**Set task:** Return the exact lines spanning from the line with "[118, 257], one" through the last line of the entries, boundaries included, and no others.

========================

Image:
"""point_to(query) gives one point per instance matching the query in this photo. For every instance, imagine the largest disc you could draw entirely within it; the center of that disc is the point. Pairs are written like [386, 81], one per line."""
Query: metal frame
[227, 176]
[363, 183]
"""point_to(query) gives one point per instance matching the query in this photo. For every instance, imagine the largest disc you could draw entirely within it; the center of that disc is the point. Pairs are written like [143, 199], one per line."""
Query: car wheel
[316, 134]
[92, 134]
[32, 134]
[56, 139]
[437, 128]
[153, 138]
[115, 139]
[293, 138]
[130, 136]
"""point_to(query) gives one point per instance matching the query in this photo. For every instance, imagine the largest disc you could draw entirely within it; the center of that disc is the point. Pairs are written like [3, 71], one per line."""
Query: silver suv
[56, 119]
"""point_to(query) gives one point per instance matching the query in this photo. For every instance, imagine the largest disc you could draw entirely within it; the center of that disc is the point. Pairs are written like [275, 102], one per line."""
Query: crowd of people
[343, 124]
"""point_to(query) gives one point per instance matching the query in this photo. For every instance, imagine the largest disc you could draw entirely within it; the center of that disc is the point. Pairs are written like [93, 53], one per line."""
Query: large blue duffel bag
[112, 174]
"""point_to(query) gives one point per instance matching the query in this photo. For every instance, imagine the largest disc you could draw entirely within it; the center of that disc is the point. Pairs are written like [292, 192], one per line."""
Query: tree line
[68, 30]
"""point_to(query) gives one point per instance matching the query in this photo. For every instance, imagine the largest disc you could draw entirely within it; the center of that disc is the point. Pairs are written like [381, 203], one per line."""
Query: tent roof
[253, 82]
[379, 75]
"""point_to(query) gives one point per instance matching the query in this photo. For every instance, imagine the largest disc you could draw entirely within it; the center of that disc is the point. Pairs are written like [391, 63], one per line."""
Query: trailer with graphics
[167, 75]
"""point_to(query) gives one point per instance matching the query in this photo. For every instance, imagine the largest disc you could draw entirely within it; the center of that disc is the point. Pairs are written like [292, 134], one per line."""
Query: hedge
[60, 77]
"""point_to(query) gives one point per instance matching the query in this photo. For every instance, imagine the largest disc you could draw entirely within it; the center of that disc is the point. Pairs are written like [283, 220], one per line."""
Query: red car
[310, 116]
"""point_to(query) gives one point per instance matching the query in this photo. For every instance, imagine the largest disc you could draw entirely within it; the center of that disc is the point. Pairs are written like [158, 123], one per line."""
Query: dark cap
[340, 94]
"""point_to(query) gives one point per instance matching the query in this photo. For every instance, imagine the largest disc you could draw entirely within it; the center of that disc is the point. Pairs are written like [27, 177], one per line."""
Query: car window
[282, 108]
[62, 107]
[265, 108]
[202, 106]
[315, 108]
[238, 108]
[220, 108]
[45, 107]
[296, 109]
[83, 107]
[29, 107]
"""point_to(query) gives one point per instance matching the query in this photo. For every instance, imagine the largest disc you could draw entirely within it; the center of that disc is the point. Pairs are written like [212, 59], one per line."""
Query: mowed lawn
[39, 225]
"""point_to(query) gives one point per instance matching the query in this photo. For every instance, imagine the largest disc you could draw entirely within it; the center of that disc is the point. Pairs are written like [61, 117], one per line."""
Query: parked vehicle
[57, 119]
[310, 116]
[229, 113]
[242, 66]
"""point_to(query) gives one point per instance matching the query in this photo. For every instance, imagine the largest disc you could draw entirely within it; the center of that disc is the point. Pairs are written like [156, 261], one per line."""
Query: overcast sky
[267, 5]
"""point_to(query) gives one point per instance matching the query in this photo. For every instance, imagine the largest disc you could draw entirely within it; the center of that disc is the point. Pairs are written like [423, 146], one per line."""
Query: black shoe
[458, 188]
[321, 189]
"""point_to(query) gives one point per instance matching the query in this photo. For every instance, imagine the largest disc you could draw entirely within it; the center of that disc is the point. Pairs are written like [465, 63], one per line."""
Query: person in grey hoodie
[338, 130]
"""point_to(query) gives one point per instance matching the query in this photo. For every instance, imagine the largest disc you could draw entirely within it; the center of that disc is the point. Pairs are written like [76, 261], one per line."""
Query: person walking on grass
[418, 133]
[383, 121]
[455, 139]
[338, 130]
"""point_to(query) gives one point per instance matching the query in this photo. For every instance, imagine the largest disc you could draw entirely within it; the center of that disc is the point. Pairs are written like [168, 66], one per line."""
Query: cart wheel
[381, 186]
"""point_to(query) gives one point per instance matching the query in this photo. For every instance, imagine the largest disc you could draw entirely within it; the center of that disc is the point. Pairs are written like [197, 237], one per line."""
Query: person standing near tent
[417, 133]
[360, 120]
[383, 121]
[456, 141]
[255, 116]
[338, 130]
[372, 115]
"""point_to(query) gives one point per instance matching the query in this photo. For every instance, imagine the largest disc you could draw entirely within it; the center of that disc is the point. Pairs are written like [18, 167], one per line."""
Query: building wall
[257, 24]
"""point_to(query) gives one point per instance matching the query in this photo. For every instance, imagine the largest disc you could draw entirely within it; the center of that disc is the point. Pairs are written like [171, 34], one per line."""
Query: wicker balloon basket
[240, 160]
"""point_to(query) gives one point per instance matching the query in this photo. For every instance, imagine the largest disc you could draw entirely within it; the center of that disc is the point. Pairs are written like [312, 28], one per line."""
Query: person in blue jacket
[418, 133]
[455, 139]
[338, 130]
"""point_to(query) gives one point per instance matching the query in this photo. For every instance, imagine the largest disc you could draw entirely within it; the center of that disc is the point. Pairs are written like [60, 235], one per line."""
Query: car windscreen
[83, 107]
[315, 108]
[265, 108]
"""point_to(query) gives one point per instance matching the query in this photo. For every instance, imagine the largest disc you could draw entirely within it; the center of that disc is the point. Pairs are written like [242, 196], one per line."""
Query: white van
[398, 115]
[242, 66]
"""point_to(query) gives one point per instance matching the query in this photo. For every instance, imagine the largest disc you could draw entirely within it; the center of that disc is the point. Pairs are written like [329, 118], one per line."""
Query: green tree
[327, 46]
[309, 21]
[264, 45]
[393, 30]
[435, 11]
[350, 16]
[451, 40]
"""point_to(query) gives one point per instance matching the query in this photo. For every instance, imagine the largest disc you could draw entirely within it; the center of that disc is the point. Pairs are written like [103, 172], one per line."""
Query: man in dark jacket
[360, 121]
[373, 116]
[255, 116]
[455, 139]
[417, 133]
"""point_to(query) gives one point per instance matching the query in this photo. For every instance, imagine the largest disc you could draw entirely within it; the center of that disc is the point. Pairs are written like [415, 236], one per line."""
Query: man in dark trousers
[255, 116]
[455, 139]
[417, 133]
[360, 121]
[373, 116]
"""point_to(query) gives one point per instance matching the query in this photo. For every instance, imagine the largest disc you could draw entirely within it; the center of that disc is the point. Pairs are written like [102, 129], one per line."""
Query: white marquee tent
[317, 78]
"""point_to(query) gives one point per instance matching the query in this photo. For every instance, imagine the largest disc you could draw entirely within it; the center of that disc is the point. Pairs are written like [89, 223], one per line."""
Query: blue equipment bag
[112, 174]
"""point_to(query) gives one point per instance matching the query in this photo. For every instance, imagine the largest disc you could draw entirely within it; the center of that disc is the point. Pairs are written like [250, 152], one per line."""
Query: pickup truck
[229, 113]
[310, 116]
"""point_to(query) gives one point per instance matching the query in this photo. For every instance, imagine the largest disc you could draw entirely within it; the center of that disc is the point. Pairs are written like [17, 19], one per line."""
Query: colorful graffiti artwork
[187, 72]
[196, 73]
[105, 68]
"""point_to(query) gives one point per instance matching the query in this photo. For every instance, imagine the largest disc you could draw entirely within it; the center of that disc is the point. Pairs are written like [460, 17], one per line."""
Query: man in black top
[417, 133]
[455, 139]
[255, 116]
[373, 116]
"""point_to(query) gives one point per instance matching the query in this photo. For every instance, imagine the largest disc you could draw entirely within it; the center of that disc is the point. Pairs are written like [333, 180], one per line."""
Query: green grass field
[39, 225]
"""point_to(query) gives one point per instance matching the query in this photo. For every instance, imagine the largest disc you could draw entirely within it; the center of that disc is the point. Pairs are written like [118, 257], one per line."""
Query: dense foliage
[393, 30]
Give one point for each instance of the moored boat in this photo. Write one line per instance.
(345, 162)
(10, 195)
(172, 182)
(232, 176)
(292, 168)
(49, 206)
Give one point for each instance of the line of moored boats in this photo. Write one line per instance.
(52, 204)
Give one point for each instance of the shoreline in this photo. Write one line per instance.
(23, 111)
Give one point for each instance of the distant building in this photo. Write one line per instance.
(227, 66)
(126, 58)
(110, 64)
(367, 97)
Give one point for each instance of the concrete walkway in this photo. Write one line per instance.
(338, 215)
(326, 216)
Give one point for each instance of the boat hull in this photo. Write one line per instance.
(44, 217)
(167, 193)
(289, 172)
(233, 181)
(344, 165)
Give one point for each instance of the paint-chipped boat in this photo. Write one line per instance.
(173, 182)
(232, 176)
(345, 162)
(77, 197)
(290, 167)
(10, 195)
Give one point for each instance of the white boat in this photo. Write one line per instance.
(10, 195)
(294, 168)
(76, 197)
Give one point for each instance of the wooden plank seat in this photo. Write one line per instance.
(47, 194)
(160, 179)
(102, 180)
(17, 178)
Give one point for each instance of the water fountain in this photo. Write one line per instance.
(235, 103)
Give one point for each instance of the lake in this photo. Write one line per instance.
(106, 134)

========================

**Reply to the exercise:**
"""point_to(query) gives one point per instance matching the query in this photo. For every instance, imagine the largest disc you could draw entirely within it; the center of that disc is the point. Pairs are written like [118, 257], one per line."""
Query: dense foliage
[393, 30]
Give one point for each instance of the moored boat in this photo. Write one line per instance.
(345, 162)
(10, 195)
(172, 182)
(232, 176)
(292, 168)
(49, 206)
Give one point for each instance of the line of moored boats in this photo. Write one line per instance.
(52, 204)
Give one point for each instance of the shoreline in this photo. Write one line per instance.
(23, 111)
Give one point for each instance of the distant building in this photo. Write one line per instance.
(227, 66)
(126, 58)
(110, 64)
(367, 97)
Give one point for each instance of the concrete walkway in this photo. Write one line per instance.
(338, 215)
(326, 216)
Give one point for each instance of the boat hull in this photo. Write one line per instance.
(44, 217)
(167, 193)
(289, 172)
(233, 181)
(344, 165)
Give one point for each instance of the paint-chipped boat in this photo. Write one line per instance.
(173, 182)
(232, 176)
(345, 162)
(77, 197)
(290, 167)
(10, 195)
Give one point for each instance of the white boat in this photo. Write one line per instance.
(10, 195)
(294, 168)
(76, 197)
Give one point for each instance of the wooden plank seat in this photo. Write one line per instance.
(47, 194)
(160, 179)
(102, 180)
(17, 178)
Give one point for each instance of the water fountain in this photo. Write one line per instance.
(235, 103)
Give one point for each instance of the lake in this photo. Write one line per instance.
(106, 134)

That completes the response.